BEGIN PROVIDED INFORMATION

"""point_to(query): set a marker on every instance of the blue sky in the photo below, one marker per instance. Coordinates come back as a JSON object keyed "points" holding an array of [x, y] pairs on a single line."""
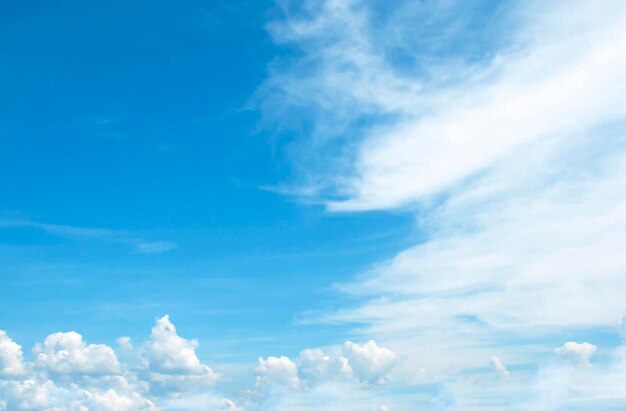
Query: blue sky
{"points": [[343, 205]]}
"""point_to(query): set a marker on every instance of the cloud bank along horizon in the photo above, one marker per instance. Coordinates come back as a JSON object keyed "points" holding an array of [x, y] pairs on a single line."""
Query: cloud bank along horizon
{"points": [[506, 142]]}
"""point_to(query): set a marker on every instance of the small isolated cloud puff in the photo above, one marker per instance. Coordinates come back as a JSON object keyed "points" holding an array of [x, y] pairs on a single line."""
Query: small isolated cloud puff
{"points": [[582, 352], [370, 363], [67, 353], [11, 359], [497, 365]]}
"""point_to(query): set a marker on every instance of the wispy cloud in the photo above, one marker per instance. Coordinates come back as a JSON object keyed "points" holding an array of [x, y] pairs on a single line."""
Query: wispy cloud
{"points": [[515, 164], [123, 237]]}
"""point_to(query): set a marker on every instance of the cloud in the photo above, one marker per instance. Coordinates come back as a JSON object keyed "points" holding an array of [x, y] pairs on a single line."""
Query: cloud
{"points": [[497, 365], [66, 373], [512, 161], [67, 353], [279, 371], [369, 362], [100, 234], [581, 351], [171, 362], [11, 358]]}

END PROVIDED INFORMATION

## TASK DIRECTIONS
Return the data exactly as it stands, minus the pictures.

## EXERCISE SOLUTION
"""point_to(query): set a marker on every instance of the blue sky in the photo below, one marker per instance. Coordinates come back as a JSON object keyed "points" holding an array of [x, y] pairs on a single line."""
Query: blue sky
{"points": [[343, 205]]}
"""point_to(query): set a marker on every instance of the cloud bank along horizon in the photo above, one marker per instance. Coordinates come back as a JSON object keyed "points" holding an array of [x, y] pairs on a single line."""
Query: cloud bank along horizon
{"points": [[506, 142]]}
"""point_to(query): set a marker on every instance of the small isolated cloud puff in the photo above, one marker per instance. Coordinates come back as a JSON object keyed "points" holding an array of [x, y] pairs on a single line."""
Query: small isolated cloud puff
{"points": [[582, 352], [370, 363], [67, 353], [11, 359], [497, 365]]}
"""point_to(query): set a marker on every instance of the wispy cloud in the photo above, one marker per instance. Coordinates come back as a JSON object keyed "points" holding an array of [x, y] pairs on a single line."""
Query: wispy cloud
{"points": [[515, 164], [123, 237]]}
"""point_to(query): set a marker on every instance of the cloud in the photo above, one marker per instance. Coordinates come back as a JSON object keyed "points" holding an array of [x, y] pairs on a single line."""
Query: cloud
{"points": [[497, 365], [66, 373], [512, 161], [67, 353], [279, 371], [369, 362], [100, 234], [581, 351], [171, 362], [11, 358]]}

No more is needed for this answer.